··· Data for this exercise

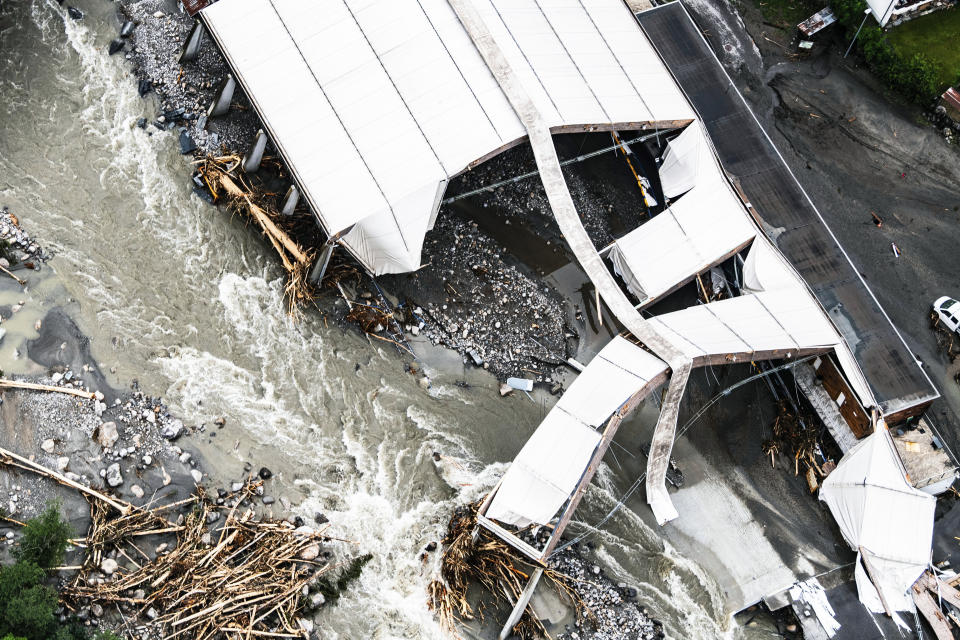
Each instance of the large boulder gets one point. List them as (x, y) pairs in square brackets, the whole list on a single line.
[(107, 434)]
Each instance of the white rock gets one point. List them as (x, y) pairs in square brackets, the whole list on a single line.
[(172, 430), (311, 552), (108, 566), (113, 476), (306, 624), (107, 434)]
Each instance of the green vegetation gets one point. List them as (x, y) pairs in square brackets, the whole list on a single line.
[(44, 540), (912, 75), (27, 602), (936, 37)]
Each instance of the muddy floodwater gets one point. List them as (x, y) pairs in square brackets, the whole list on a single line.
[(177, 295)]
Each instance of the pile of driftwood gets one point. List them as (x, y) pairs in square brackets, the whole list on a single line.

······

In the printed copy, the material above must appear unchanged and without its pictures.

◆ **Answer space**
Each instance of the large boulder gets one point. List them as (x, y) pairs in square brackets, the whole list on a single line.
[(107, 434)]
Each instance of the white rock gets one point. List them as (x, y) pairs in square brackets, the whole list on a single line.
[(172, 430), (311, 552), (108, 566), (113, 476), (306, 624), (107, 434)]
Each instance of the green vegetation gets one point. List them as (x, y) pairs in square brackets, the whole list on a single line.
[(44, 540), (912, 75), (27, 602), (936, 37)]
Each instance of the muddy floodwater gets one point. List them as (x, y) pairs in square brackets, the whole list on a single line.
[(177, 295)]
Each instance of the pile of driftwood gets one point. List them as (x, y) pairs in square brackets, the whole list on a single line.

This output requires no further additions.